[TASK PROMPT] Only the lines from the beginning of the entries through the one that holds "point: card rack" may appear in the answer, written out exactly and free of pictures.

[EXTRACTED MATERIAL]
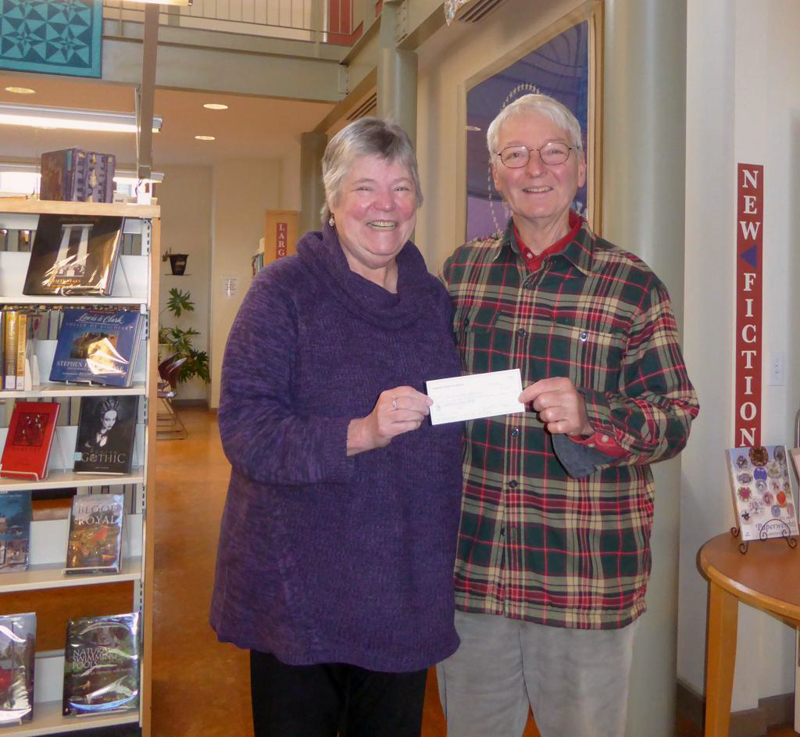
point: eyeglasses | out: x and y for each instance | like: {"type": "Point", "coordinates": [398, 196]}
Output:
{"type": "Point", "coordinates": [551, 154]}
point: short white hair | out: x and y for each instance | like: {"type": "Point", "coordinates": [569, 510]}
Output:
{"type": "Point", "coordinates": [365, 137]}
{"type": "Point", "coordinates": [543, 104]}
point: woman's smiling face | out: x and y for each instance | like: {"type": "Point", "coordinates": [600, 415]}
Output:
{"type": "Point", "coordinates": [376, 212]}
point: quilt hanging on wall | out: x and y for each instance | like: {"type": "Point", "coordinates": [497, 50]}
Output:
{"type": "Point", "coordinates": [52, 36]}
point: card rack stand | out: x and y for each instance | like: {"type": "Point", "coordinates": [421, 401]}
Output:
{"type": "Point", "coordinates": [791, 540]}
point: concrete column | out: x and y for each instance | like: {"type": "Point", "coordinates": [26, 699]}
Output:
{"type": "Point", "coordinates": [397, 76]}
{"type": "Point", "coordinates": [644, 155]}
{"type": "Point", "coordinates": [312, 193]}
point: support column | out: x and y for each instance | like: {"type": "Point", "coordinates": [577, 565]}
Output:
{"type": "Point", "coordinates": [312, 193]}
{"type": "Point", "coordinates": [644, 155]}
{"type": "Point", "coordinates": [397, 76]}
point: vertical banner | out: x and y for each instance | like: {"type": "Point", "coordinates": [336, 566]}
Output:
{"type": "Point", "coordinates": [280, 236]}
{"type": "Point", "coordinates": [749, 287]}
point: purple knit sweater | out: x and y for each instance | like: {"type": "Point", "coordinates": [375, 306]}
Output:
{"type": "Point", "coordinates": [324, 558]}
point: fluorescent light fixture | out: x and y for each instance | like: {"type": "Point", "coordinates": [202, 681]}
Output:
{"type": "Point", "coordinates": [82, 120]}
{"type": "Point", "coordinates": [184, 3]}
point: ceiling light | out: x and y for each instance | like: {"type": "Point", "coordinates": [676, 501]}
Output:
{"type": "Point", "coordinates": [62, 118]}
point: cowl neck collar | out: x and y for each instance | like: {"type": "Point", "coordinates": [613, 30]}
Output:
{"type": "Point", "coordinates": [322, 253]}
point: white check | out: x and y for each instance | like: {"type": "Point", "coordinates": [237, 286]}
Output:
{"type": "Point", "coordinates": [478, 395]}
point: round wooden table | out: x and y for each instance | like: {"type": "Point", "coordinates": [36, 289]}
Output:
{"type": "Point", "coordinates": [767, 577]}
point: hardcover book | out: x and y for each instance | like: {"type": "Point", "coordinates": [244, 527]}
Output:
{"type": "Point", "coordinates": [101, 665]}
{"type": "Point", "coordinates": [74, 255]}
{"type": "Point", "coordinates": [762, 492]}
{"type": "Point", "coordinates": [15, 530]}
{"type": "Point", "coordinates": [95, 534]}
{"type": "Point", "coordinates": [17, 649]}
{"type": "Point", "coordinates": [29, 439]}
{"type": "Point", "coordinates": [97, 346]}
{"type": "Point", "coordinates": [106, 431]}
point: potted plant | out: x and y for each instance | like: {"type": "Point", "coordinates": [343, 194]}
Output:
{"type": "Point", "coordinates": [179, 341]}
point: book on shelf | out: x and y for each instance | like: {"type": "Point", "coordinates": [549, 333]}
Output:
{"type": "Point", "coordinates": [18, 348]}
{"type": "Point", "coordinates": [95, 534]}
{"type": "Point", "coordinates": [77, 176]}
{"type": "Point", "coordinates": [29, 440]}
{"type": "Point", "coordinates": [762, 492]}
{"type": "Point", "coordinates": [17, 659]}
{"type": "Point", "coordinates": [101, 665]}
{"type": "Point", "coordinates": [98, 346]}
{"type": "Point", "coordinates": [10, 324]}
{"type": "Point", "coordinates": [74, 255]}
{"type": "Point", "coordinates": [15, 530]}
{"type": "Point", "coordinates": [106, 433]}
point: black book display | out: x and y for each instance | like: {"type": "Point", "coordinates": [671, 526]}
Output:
{"type": "Point", "coordinates": [101, 665]}
{"type": "Point", "coordinates": [106, 432]}
{"type": "Point", "coordinates": [74, 255]}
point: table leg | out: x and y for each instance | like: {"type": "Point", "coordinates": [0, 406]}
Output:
{"type": "Point", "coordinates": [721, 652]}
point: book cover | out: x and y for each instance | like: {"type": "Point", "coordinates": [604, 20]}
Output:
{"type": "Point", "coordinates": [29, 439]}
{"type": "Point", "coordinates": [97, 346]}
{"type": "Point", "coordinates": [15, 530]}
{"type": "Point", "coordinates": [74, 255]}
{"type": "Point", "coordinates": [762, 492]}
{"type": "Point", "coordinates": [101, 665]}
{"type": "Point", "coordinates": [10, 348]}
{"type": "Point", "coordinates": [17, 659]}
{"type": "Point", "coordinates": [106, 432]}
{"type": "Point", "coordinates": [95, 534]}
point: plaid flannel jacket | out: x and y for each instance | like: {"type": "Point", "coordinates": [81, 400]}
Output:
{"type": "Point", "coordinates": [537, 543]}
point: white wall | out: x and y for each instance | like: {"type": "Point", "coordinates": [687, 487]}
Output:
{"type": "Point", "coordinates": [743, 98]}
{"type": "Point", "coordinates": [185, 199]}
{"type": "Point", "coordinates": [242, 192]}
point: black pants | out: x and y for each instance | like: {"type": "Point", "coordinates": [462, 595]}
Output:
{"type": "Point", "coordinates": [330, 699]}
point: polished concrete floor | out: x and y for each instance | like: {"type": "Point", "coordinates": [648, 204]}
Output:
{"type": "Point", "coordinates": [201, 687]}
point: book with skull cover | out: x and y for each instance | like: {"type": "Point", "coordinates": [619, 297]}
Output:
{"type": "Point", "coordinates": [101, 665]}
{"type": "Point", "coordinates": [74, 255]}
{"type": "Point", "coordinates": [17, 650]}
{"type": "Point", "coordinates": [106, 432]}
{"type": "Point", "coordinates": [95, 534]}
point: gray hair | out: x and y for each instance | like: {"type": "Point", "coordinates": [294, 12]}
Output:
{"type": "Point", "coordinates": [365, 137]}
{"type": "Point", "coordinates": [545, 105]}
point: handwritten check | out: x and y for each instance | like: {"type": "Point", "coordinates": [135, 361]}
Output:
{"type": "Point", "coordinates": [478, 395]}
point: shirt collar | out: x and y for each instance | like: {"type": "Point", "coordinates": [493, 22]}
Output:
{"type": "Point", "coordinates": [579, 251]}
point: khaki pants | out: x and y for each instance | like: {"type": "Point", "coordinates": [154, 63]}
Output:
{"type": "Point", "coordinates": [576, 681]}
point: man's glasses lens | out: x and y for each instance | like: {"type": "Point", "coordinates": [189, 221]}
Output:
{"type": "Point", "coordinates": [552, 154]}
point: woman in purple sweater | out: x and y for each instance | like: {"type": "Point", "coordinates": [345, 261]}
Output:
{"type": "Point", "coordinates": [338, 538]}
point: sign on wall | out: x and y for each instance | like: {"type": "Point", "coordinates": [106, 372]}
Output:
{"type": "Point", "coordinates": [55, 37]}
{"type": "Point", "coordinates": [281, 234]}
{"type": "Point", "coordinates": [749, 287]}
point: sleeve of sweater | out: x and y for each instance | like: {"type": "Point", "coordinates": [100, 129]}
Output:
{"type": "Point", "coordinates": [264, 438]}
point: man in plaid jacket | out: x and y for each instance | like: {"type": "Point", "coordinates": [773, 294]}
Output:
{"type": "Point", "coordinates": [553, 551]}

[SOLUTION FOR THIS PROBLEM]
point: eyeglasses | out: x and y for each instance | like: {"type": "Point", "coordinates": [398, 196]}
Output:
{"type": "Point", "coordinates": [551, 154]}
point: short white hair | out: x and y for each instance | like: {"type": "Point", "coordinates": [569, 510]}
Output:
{"type": "Point", "coordinates": [365, 137]}
{"type": "Point", "coordinates": [543, 104]}
point: woman's smiling face | out: x and y for each instance | like: {"type": "Point", "coordinates": [600, 415]}
Output:
{"type": "Point", "coordinates": [376, 212]}
point: quilt hanging on wall | out: x and y for each instance | like: {"type": "Point", "coordinates": [497, 50]}
Output:
{"type": "Point", "coordinates": [52, 36]}
point: card rack stand | out: x and y for each instance | like: {"type": "Point", "coordinates": [421, 401]}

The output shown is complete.